I am not certain that interspecific variation is markedly higher here than
interspecific variation. They are called not "transposable" without a reason -
if you find one at a particular position in a particular species, you cannot
per se assume it's present just the same in the sister *individual* to the one
sequenced. However, there is probably insufficient comparison data to solve
this question yet (_Gallus gallus_ and _Anas platyrhynchos_ are the only taxa
for which enough individuals seem to have been sequenced).
* I haven't found a better term. It is a distinct phenomenon from LBA, but it
is just as significant. You need a fairly good taxon sample to notice it
though, hence I'm not the first to discuss it (except on-list I think) but
there are no papers either. It's occasional lab talk, it has been mentioned in
phylogenetic studies when they were still using phenetics even, but the data
were insufficient to actually research it until a few years ago.
It is easy to test: detach subtree and display as unrooted star phylogeny.
Misrooting does not significantly change the *relative* relationships among
lineages, only the *absolute* one.
PS: looking at the data, the mousebird problem may be best expressed as
Coliiformes having a fatal attraction to accipitrids. They don't clade, but
mousebirds alter tree topology to draw accipitrids away from passerines and/or
falcons. Given that all three seem to be pretty close relatives, this is
usually enough to push falcons 1-3 steps away from passerines.

> [AVAILABLE DATA]
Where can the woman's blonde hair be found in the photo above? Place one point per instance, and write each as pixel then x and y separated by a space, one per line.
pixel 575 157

> [WHAT YOU NEED TO DO] Print the part of the post on bird phylogeny that begins at the words "Misrooting does not" and stops after "away from passerines.". You won't need the material for this.

> [REPLY TO THE TASK]
Misrooting does not significantly change the *relative* relationships among
lineages, only the *absolute* one.
PS: looking at the data, the mousebird problem may be best expressed as
Coliiformes having a fatal attraction to accipitrids. They don't clade, but
mousebirds alter tree topology to draw accipitrids away from passerines and/or
falcons. Given that all three seem to be pretty close relatives, this is
usually enough to push falcons 1-3 steps away from passerines.